→ **Provided information**
[BEGIN]

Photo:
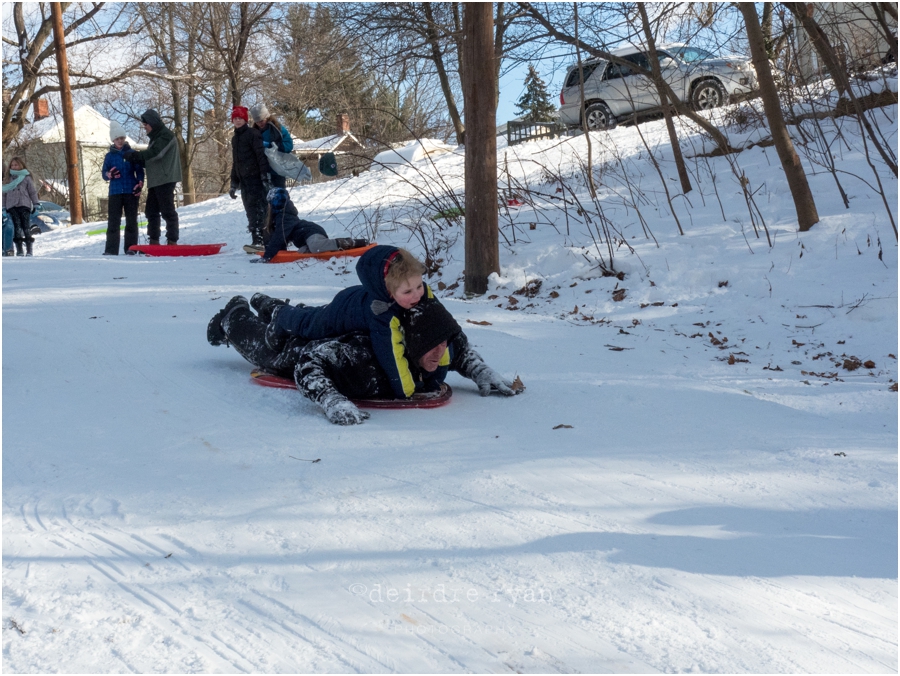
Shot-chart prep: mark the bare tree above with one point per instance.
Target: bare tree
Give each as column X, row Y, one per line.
column 33, row 75
column 228, row 29
column 663, row 101
column 171, row 28
column 819, row 39
column 805, row 205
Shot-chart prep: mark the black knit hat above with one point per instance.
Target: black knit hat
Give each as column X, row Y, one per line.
column 427, row 325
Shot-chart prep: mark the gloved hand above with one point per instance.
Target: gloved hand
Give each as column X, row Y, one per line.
column 275, row 338
column 488, row 380
column 341, row 411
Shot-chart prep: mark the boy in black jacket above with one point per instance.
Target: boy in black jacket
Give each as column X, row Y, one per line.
column 332, row 371
column 284, row 226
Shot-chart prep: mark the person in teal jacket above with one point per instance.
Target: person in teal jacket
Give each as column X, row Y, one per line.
column 162, row 160
column 273, row 134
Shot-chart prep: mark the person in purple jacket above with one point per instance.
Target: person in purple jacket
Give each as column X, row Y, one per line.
column 126, row 180
column 20, row 199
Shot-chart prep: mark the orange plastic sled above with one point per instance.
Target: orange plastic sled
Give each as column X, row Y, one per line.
column 424, row 400
column 291, row 256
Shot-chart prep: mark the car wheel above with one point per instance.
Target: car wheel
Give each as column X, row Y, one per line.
column 599, row 117
column 708, row 94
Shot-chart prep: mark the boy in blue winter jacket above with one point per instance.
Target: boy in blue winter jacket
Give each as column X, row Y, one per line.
column 126, row 180
column 284, row 226
column 391, row 286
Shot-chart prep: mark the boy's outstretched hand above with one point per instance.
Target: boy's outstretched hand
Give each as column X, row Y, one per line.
column 488, row 380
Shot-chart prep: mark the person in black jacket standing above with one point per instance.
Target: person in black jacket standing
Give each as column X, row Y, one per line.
column 250, row 173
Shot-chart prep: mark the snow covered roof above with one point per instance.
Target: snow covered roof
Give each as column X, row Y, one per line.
column 91, row 128
column 57, row 186
column 326, row 144
column 413, row 152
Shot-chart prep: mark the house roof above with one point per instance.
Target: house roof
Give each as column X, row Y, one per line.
column 91, row 128
column 413, row 152
column 327, row 144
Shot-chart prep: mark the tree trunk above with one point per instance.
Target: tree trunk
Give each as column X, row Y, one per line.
column 807, row 215
column 482, row 238
column 664, row 103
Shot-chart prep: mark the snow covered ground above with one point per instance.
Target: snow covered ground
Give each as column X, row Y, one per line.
column 644, row 506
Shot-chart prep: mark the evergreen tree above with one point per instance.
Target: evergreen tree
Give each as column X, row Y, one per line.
column 535, row 104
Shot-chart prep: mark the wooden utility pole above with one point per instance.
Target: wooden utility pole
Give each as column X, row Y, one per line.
column 480, row 97
column 65, row 93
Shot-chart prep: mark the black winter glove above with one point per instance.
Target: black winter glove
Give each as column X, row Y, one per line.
column 487, row 379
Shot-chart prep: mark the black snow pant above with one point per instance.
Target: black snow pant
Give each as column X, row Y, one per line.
column 21, row 218
column 253, row 195
column 161, row 202
column 343, row 366
column 117, row 204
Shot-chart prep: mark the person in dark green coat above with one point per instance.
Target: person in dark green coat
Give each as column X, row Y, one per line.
column 162, row 161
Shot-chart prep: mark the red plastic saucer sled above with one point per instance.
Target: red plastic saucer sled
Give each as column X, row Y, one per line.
column 424, row 400
column 177, row 249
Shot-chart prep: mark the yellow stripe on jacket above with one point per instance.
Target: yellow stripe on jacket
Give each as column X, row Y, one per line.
column 397, row 344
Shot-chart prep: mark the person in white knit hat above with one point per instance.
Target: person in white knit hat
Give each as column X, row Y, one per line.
column 126, row 181
column 274, row 134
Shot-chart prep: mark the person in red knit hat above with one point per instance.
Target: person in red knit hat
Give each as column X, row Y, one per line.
column 250, row 173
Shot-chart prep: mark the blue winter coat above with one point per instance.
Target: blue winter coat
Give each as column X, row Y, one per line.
column 368, row 307
column 129, row 174
column 288, row 227
column 281, row 138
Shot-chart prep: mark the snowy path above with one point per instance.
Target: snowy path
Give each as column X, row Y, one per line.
column 693, row 518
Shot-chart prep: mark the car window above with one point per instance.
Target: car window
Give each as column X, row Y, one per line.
column 616, row 70
column 588, row 68
column 639, row 59
column 693, row 54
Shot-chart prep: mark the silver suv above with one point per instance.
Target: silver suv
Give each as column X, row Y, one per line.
column 614, row 91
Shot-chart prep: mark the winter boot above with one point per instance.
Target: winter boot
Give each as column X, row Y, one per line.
column 264, row 305
column 215, row 334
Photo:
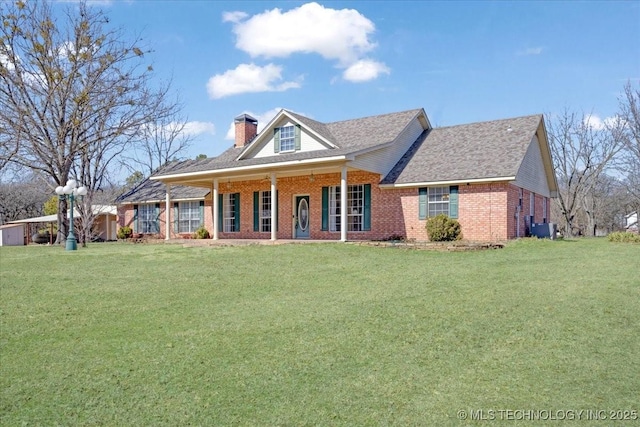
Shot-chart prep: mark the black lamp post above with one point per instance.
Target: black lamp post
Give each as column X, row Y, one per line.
column 71, row 190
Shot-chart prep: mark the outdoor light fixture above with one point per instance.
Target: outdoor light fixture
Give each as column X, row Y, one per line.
column 71, row 190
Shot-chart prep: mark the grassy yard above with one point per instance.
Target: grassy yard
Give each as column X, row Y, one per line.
column 318, row 334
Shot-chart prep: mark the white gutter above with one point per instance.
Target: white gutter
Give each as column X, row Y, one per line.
column 251, row 167
column 453, row 182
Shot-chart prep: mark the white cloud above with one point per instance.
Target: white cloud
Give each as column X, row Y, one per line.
column 196, row 128
column 596, row 123
column 531, row 51
column 365, row 70
column 262, row 118
column 234, row 17
column 342, row 34
column 247, row 78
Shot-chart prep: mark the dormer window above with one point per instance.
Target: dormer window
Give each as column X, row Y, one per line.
column 286, row 139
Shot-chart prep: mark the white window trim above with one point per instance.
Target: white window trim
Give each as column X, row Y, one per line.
column 264, row 214
column 147, row 216
column 228, row 213
column 188, row 216
column 292, row 139
column 444, row 200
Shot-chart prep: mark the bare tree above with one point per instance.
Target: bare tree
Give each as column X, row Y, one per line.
column 22, row 199
column 629, row 132
column 160, row 142
column 70, row 88
column 581, row 154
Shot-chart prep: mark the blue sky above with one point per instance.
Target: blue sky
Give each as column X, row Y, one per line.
column 335, row 60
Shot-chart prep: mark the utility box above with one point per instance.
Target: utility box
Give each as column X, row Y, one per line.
column 546, row 230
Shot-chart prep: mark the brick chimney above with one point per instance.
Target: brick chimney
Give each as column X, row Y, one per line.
column 246, row 129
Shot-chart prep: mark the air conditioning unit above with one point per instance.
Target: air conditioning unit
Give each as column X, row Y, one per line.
column 546, row 230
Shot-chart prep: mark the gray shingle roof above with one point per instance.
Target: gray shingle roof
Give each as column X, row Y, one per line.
column 349, row 136
column 149, row 190
column 473, row 151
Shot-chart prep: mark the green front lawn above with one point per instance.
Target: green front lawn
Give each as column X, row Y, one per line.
column 316, row 334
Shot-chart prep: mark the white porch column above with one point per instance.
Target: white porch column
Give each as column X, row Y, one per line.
column 216, row 209
column 274, row 206
column 167, row 213
column 343, row 204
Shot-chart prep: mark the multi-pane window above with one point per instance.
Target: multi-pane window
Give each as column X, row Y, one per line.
column 438, row 201
column 265, row 211
column 147, row 219
column 355, row 208
column 287, row 138
column 229, row 212
column 334, row 208
column 532, row 206
column 433, row 201
column 188, row 217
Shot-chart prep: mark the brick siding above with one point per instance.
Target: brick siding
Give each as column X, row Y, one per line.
column 487, row 212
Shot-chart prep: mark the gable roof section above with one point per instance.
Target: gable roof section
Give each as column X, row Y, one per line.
column 481, row 151
column 349, row 138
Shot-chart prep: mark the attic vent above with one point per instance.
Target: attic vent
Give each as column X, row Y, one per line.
column 246, row 129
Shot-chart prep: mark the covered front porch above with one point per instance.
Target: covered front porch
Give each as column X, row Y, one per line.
column 300, row 201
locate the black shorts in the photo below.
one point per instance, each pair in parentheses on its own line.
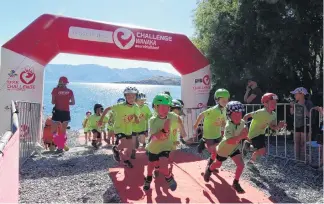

[END]

→ **Task prompt**
Reproduce the lines of the listing above verbatim, starting at the line containing "Shot-chart prep: mark the blue winter" and ending at the line containing "column 693, row 518", with both of those lines included.

→ **Task output**
Shot-chart prep: mark the blue winter coat above with one point per instance.
Target: blue winter coat
Give each as column X, row Y, one per line.
column 368, row 307
column 129, row 174
column 288, row 227
column 281, row 138
Shot-chart prep: mark the snowy path above with one point per instance.
Target: snowy path
Give each as column X, row Y, one per line.
column 693, row 518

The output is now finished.